Task brief: Please present the items below as a numbered list, leaving out any blank lines.

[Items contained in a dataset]
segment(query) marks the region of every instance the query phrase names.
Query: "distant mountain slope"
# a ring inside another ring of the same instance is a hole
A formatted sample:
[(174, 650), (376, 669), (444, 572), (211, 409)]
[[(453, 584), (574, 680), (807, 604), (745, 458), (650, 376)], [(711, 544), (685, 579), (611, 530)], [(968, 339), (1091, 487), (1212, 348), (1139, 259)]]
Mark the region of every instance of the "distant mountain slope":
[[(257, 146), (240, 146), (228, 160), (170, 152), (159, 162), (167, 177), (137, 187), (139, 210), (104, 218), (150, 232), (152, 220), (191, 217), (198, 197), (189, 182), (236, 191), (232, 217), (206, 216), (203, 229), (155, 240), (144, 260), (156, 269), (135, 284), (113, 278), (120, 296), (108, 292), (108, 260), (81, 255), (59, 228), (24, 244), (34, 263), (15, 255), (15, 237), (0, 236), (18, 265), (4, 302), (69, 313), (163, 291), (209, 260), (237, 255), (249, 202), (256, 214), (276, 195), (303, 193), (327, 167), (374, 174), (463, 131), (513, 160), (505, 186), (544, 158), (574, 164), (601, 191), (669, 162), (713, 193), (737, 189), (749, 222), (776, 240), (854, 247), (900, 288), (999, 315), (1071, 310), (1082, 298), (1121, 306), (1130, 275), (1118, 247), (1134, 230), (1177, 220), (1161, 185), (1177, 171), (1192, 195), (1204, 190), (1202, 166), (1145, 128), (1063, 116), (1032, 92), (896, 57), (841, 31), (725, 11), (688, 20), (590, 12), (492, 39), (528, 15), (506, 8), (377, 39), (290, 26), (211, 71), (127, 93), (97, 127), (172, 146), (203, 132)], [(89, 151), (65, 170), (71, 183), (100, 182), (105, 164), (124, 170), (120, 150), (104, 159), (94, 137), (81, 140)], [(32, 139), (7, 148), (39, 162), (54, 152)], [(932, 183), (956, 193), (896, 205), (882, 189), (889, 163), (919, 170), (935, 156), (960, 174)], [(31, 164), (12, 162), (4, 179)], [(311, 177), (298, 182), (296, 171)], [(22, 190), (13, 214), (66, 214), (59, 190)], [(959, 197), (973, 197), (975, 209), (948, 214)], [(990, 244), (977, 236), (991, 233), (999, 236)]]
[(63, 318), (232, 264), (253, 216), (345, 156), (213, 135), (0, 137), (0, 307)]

Expected output:
1. segment(query) marks the region of every instance the query phrase names.
2. Query: "distant mountain slope"
3. # a ring inside another ring of the same instance is a hole
4. A formatted sample:
5. [(174, 650), (376, 669), (444, 572), (211, 409)]
6. [[(453, 584), (574, 680), (807, 604), (745, 458), (650, 376)], [(711, 544), (685, 579), (611, 530)], [(968, 339), (1091, 487), (1212, 348), (1139, 259)]]
7. Mark the region of every instance of the "distant mountain slope":
8. [[(257, 146), (240, 146), (228, 160), (170, 152), (159, 162), (167, 177), (137, 187), (139, 210), (104, 218), (150, 232), (152, 220), (191, 217), (198, 197), (189, 182), (236, 191), (232, 217), (206, 216), (203, 229), (155, 240), (144, 260), (156, 269), (135, 284), (113, 278), (120, 296), (108, 292), (108, 260), (81, 255), (59, 228), (24, 244), (34, 263), (15, 255), (15, 237), (0, 236), (18, 265), (4, 302), (69, 313), (163, 291), (209, 260), (237, 255), (249, 202), (256, 214), (276, 195), (303, 193), (327, 167), (374, 174), (463, 131), (513, 160), (505, 186), (544, 158), (574, 164), (601, 191), (669, 162), (713, 193), (737, 189), (749, 222), (776, 240), (854, 247), (900, 288), (999, 315), (1071, 310), (1082, 298), (1121, 306), (1130, 275), (1118, 247), (1134, 230), (1177, 220), (1161, 185), (1177, 171), (1192, 195), (1204, 190), (1202, 166), (1145, 128), (1063, 116), (1032, 92), (896, 57), (841, 31), (725, 11), (688, 20), (590, 12), (492, 39), (528, 15), (506, 8), (377, 39), (290, 26), (211, 71), (127, 93), (97, 127), (172, 146), (203, 132)], [(89, 151), (65, 170), (71, 183), (100, 182), (105, 164), (124, 170), (120, 150), (104, 159), (94, 137), (81, 140)], [(32, 139), (7, 148), (39, 162), (54, 152)], [(932, 183), (956, 193), (896, 205), (882, 189), (889, 163), (919, 170), (935, 156), (960, 174)], [(31, 164), (12, 162), (4, 179)], [(311, 177), (298, 182), (296, 171)], [(22, 190), (13, 214), (66, 214), (59, 190)], [(959, 197), (973, 197), (975, 209), (948, 214)], [(990, 244), (977, 236), (991, 233), (999, 236)]]
9. [(63, 318), (232, 264), (253, 216), (345, 156), (213, 135), (0, 137), (0, 307)]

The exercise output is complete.